- AIM OF THE TASK -
Below are records; work out how many of their lines contain the word "altima" and reply with the number only.

- EXTRACTED INFORMATION -
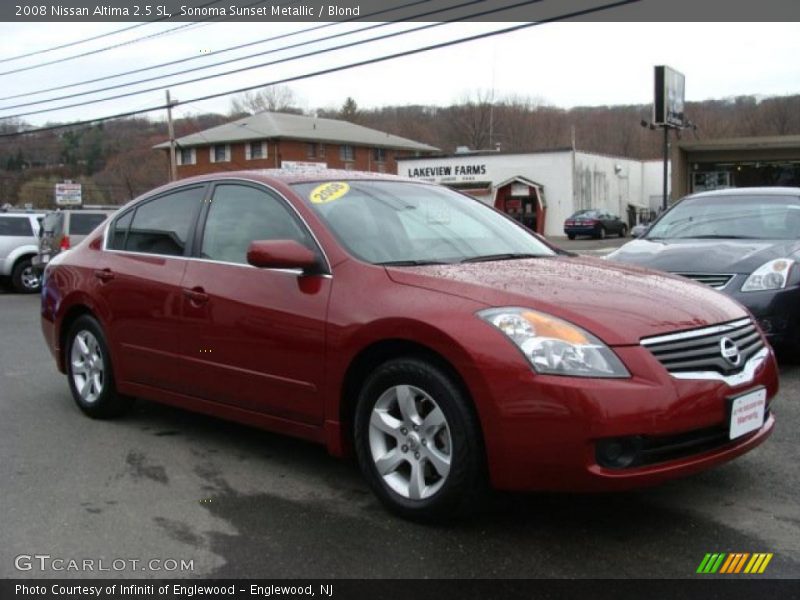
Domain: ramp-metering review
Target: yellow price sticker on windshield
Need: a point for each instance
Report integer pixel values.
(328, 192)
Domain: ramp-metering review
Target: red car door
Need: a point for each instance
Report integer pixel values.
(138, 280)
(254, 338)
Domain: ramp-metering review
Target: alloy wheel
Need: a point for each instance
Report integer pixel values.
(86, 366)
(410, 442)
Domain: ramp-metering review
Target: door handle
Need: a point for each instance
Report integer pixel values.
(104, 275)
(196, 295)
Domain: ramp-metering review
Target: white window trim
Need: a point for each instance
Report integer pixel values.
(179, 156)
(212, 155)
(248, 152)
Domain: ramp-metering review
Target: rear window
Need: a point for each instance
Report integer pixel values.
(84, 223)
(15, 227)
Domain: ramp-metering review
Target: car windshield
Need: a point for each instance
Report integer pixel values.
(584, 214)
(84, 223)
(399, 223)
(52, 222)
(731, 217)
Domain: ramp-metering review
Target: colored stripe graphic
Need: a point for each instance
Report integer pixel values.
(728, 564)
(711, 563)
(734, 563)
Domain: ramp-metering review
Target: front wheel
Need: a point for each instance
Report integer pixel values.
(89, 371)
(418, 441)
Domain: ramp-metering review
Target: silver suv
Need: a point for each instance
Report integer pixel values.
(18, 245)
(63, 229)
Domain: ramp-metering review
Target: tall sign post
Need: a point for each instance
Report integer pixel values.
(68, 193)
(668, 102)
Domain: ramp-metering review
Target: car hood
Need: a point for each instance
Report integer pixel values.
(620, 304)
(705, 256)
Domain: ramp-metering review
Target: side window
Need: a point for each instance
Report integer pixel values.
(84, 223)
(161, 226)
(119, 229)
(242, 214)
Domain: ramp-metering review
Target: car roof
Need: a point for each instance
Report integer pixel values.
(750, 191)
(290, 176)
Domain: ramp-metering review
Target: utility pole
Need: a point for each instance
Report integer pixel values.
(666, 164)
(173, 163)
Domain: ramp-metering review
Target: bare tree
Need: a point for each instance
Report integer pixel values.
(472, 120)
(273, 98)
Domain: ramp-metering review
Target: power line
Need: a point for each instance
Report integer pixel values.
(275, 62)
(112, 47)
(77, 42)
(224, 50)
(379, 59)
(241, 58)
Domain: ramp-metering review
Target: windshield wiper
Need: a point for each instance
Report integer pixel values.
(506, 256)
(410, 263)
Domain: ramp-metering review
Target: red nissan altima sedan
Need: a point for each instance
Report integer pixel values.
(440, 341)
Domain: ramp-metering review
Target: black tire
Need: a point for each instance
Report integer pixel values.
(463, 487)
(24, 279)
(107, 402)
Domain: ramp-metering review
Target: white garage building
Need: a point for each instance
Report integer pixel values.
(542, 189)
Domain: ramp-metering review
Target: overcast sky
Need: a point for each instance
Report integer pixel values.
(562, 64)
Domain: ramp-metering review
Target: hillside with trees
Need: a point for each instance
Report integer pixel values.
(115, 161)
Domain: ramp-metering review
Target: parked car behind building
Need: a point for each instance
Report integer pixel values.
(743, 242)
(63, 229)
(594, 223)
(18, 245)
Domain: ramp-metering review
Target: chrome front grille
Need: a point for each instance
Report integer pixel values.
(704, 350)
(716, 280)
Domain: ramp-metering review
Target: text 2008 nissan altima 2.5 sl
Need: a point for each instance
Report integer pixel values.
(444, 344)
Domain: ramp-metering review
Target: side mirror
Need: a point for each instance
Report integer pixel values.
(281, 254)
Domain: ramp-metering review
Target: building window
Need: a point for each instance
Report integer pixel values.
(379, 154)
(255, 150)
(186, 156)
(220, 153)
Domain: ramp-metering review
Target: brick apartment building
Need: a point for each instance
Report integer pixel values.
(271, 140)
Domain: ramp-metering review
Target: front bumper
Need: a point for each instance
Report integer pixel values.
(549, 428)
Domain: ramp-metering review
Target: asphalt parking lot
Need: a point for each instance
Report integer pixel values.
(166, 484)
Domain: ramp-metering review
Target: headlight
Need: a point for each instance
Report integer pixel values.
(553, 346)
(772, 275)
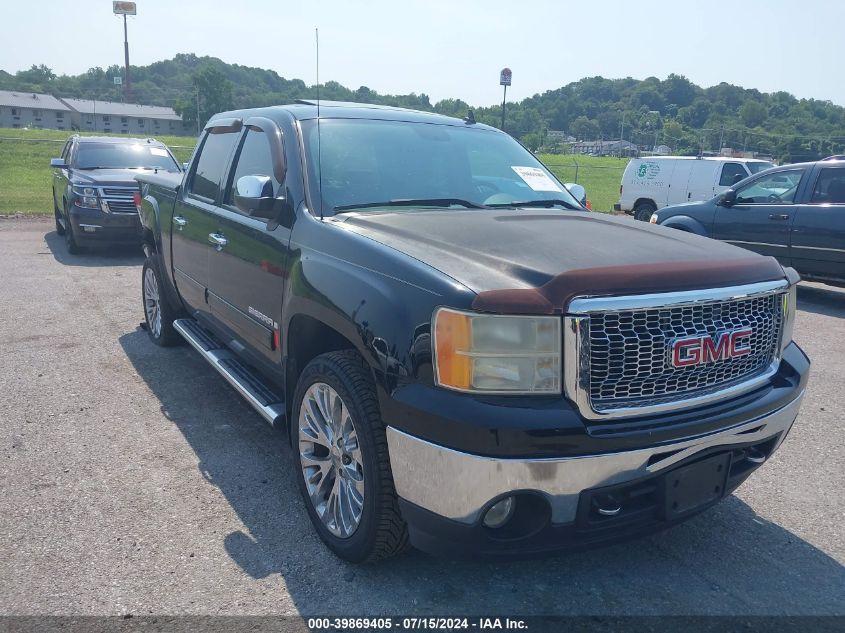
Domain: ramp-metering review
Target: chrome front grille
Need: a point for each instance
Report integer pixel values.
(119, 199)
(624, 363)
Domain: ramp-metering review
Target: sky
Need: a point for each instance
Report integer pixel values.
(451, 48)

- PROBLEM SOLUTION -
2